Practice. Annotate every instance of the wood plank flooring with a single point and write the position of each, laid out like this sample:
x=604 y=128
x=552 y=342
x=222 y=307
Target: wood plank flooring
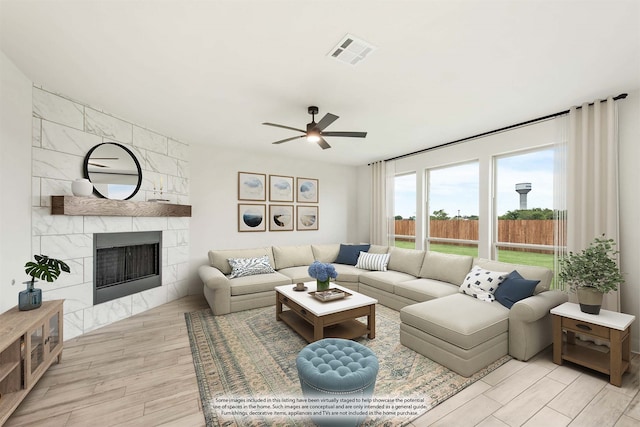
x=139 y=372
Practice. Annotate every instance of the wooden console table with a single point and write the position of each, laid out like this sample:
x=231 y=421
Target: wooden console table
x=608 y=326
x=29 y=343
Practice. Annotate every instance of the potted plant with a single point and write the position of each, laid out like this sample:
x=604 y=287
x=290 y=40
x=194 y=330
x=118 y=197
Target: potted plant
x=322 y=272
x=44 y=268
x=592 y=273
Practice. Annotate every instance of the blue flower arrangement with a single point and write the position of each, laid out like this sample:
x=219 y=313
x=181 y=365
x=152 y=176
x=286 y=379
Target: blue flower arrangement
x=322 y=272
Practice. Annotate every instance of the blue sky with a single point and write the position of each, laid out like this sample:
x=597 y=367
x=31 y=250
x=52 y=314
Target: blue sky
x=456 y=188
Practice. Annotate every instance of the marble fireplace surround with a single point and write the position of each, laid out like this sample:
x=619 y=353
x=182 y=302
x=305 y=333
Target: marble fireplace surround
x=64 y=130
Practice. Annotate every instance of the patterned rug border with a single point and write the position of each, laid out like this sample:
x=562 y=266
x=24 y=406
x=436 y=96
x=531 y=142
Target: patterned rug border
x=211 y=370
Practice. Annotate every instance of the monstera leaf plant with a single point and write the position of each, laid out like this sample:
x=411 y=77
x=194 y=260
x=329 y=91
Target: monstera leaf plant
x=45 y=268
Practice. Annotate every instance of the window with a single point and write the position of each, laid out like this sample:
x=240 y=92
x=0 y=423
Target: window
x=405 y=210
x=453 y=195
x=524 y=232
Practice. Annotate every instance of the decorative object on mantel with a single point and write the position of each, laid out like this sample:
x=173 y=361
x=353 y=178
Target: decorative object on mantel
x=592 y=273
x=44 y=268
x=323 y=273
x=81 y=187
x=91 y=206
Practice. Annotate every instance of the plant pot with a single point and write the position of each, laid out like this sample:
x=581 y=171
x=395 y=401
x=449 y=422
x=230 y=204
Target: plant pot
x=590 y=300
x=30 y=298
x=322 y=286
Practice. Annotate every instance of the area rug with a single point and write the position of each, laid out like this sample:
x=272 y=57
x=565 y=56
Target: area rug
x=247 y=376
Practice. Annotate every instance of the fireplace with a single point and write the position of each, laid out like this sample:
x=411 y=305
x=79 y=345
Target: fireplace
x=125 y=264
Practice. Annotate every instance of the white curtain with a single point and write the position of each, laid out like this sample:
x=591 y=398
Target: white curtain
x=592 y=179
x=560 y=197
x=382 y=226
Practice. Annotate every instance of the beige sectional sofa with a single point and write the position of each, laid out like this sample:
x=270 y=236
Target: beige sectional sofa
x=454 y=329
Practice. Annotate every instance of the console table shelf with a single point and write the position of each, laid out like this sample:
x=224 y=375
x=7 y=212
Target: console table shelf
x=89 y=206
x=30 y=341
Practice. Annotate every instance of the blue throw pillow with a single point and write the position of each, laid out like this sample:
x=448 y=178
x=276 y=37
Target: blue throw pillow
x=514 y=288
x=349 y=253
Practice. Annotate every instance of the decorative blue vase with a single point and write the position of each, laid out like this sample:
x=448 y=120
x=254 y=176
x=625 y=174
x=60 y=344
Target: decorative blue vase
x=30 y=298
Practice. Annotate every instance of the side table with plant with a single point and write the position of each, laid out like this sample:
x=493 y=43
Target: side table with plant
x=592 y=273
x=44 y=268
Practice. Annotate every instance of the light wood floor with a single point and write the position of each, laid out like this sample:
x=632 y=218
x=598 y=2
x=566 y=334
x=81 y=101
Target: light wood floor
x=139 y=372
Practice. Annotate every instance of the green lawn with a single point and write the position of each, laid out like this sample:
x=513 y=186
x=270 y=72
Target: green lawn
x=514 y=257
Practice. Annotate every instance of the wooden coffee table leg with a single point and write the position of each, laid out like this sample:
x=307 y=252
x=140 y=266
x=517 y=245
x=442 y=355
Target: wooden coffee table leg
x=278 y=307
x=557 y=339
x=371 y=321
x=318 y=329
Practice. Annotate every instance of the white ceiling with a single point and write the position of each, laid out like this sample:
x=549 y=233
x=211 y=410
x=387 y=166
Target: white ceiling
x=210 y=72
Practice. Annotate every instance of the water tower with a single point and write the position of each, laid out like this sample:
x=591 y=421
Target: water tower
x=522 y=189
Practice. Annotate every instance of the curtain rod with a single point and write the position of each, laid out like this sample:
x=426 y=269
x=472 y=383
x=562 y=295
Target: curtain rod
x=528 y=122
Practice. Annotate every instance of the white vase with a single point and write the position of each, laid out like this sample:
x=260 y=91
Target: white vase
x=81 y=187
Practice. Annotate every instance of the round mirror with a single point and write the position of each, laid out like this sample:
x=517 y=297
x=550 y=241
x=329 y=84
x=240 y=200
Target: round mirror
x=113 y=170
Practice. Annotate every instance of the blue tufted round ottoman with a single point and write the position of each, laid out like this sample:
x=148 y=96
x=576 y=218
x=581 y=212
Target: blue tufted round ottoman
x=337 y=374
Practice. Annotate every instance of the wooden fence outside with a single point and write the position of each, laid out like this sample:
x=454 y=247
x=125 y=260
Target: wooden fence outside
x=533 y=231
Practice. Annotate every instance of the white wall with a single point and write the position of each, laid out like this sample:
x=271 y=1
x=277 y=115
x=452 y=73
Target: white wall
x=214 y=194
x=15 y=181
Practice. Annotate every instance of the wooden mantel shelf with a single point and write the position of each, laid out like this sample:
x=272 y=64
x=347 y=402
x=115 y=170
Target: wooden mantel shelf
x=89 y=206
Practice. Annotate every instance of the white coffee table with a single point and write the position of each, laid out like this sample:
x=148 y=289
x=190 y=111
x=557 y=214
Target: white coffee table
x=314 y=319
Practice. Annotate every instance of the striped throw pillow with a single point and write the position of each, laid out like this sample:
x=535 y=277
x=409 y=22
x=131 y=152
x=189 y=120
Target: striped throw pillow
x=377 y=262
x=241 y=267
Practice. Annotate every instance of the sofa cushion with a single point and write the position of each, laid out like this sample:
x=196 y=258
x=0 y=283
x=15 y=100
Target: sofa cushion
x=241 y=267
x=458 y=319
x=425 y=289
x=446 y=267
x=514 y=288
x=297 y=274
x=530 y=272
x=348 y=254
x=219 y=258
x=377 y=262
x=292 y=256
x=406 y=260
x=481 y=283
x=348 y=273
x=384 y=280
x=255 y=284
x=325 y=253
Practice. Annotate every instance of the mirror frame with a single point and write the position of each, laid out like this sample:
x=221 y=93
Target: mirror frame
x=129 y=152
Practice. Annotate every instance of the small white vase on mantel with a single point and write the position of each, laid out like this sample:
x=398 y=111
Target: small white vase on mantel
x=81 y=187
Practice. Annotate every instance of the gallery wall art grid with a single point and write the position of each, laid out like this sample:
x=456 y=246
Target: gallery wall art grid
x=282 y=214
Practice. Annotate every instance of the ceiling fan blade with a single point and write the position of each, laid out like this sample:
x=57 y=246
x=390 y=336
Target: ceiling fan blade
x=326 y=121
x=284 y=127
x=347 y=134
x=289 y=139
x=322 y=143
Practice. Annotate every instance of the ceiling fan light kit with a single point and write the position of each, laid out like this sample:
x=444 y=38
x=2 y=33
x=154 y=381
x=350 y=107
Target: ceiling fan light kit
x=315 y=131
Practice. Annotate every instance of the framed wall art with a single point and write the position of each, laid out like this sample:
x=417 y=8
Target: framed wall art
x=252 y=217
x=307 y=190
x=281 y=218
x=307 y=218
x=252 y=186
x=280 y=188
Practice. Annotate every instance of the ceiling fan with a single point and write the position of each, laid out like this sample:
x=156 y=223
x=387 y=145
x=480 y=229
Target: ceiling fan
x=315 y=131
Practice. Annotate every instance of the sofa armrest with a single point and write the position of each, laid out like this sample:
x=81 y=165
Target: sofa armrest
x=530 y=324
x=537 y=306
x=217 y=289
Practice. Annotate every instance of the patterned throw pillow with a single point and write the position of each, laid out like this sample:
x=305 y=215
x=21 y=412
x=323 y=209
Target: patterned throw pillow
x=241 y=267
x=377 y=262
x=481 y=283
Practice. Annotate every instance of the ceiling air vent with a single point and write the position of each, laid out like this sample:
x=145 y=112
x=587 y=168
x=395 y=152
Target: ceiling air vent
x=351 y=50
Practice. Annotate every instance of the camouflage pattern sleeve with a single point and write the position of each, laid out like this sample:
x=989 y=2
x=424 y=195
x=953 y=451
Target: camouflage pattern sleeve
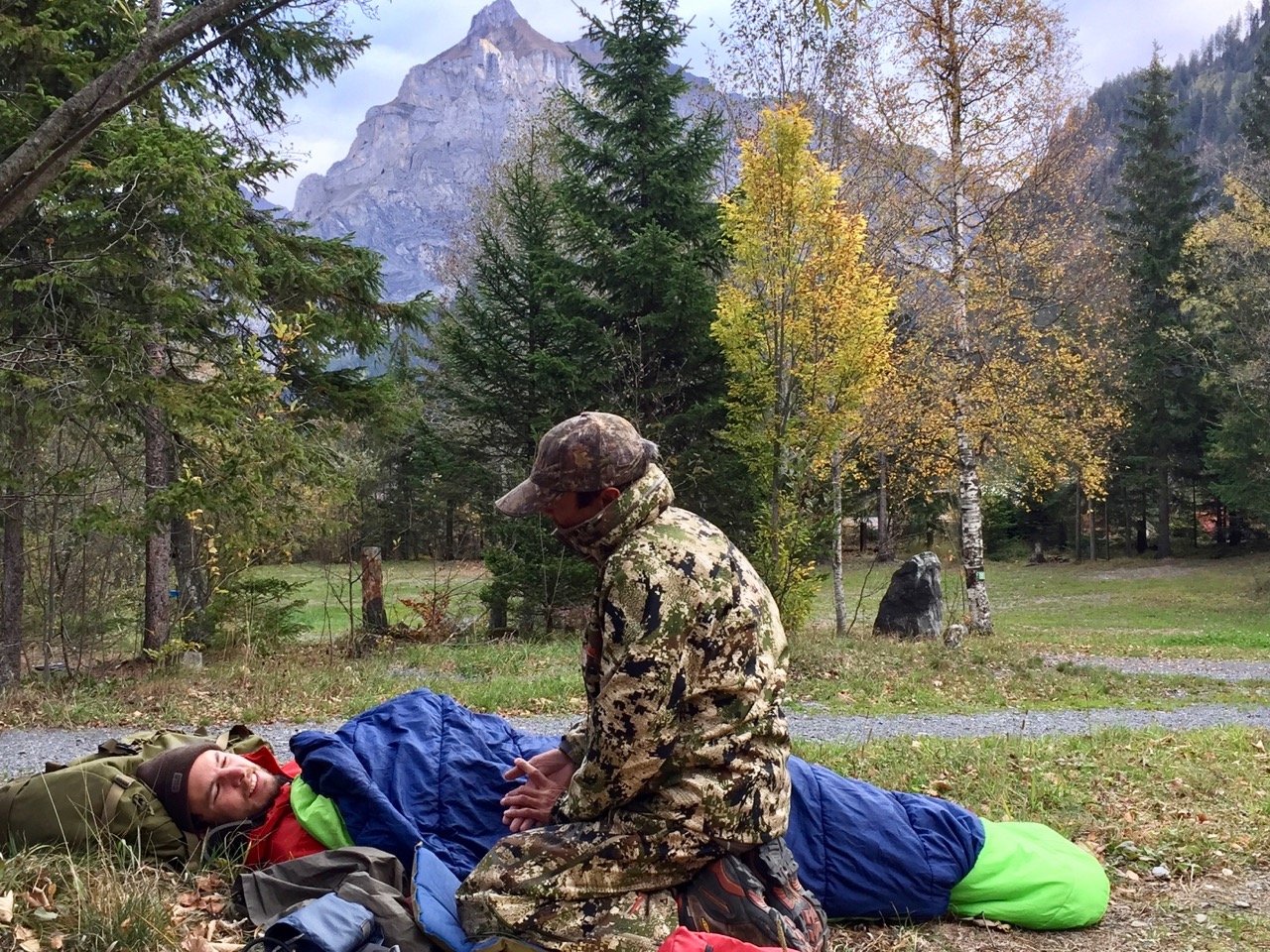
x=631 y=726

========

(Goal)
Exactly as written, set down the lines from the line holding "Practice. Annotate every instance of the ceiling fan blade" to the last line of the data, both ends included, pictures excluded.

(Worked answer)
Practice. Annotate every instance of the ceiling fan blade with a single point and write the position of each, laid out like this sample:
x=57 y=246
x=390 y=336
Target: ceiling fan blade
x=326 y=121
x=284 y=127
x=347 y=134
x=289 y=139
x=322 y=143
Practice. Annotate every instance of the ceiling fan light kit with a single point and write the position of each, laid out like this sample:
x=444 y=38
x=2 y=33
x=154 y=381
x=350 y=107
Target: ceiling fan light kit
x=315 y=131
Practice. Annotate every instance of the framed wall art with a single point and write the position of each, laid out like this sample:
x=417 y=8
Target: framed wall art
x=252 y=217
x=307 y=190
x=281 y=218
x=307 y=218
x=252 y=186
x=280 y=188
Practice. Annotate every instance of the ceiling fan with a single point and write the position of each, laid out like this sample:
x=156 y=223
x=387 y=145
x=480 y=229
Target: ceiling fan
x=315 y=131
Practice. Annotate every instance of the sofa armrest with a single point and write the position of each, laid out like this sample:
x=81 y=165
Target: sofa armrest
x=530 y=324
x=537 y=306
x=217 y=289
Practice. Annotate every instance of the patterned throw pillow with a single point and write the position of each, laid out like this sample:
x=305 y=215
x=21 y=412
x=323 y=209
Target: patterned throw pillow
x=241 y=267
x=377 y=262
x=481 y=283
Practice. Annotate every instance of the ceiling air vent with a single point and write the position of each, laid out like this sample:
x=145 y=112
x=587 y=168
x=395 y=152
Target: ceiling air vent
x=351 y=50
Practice. Annotate every instance of the camouflage pattern sleeve with a single point and write the position of each, laid out like this sample:
x=989 y=2
x=424 y=195
x=953 y=451
Target: camouflage pattern sleeve
x=631 y=726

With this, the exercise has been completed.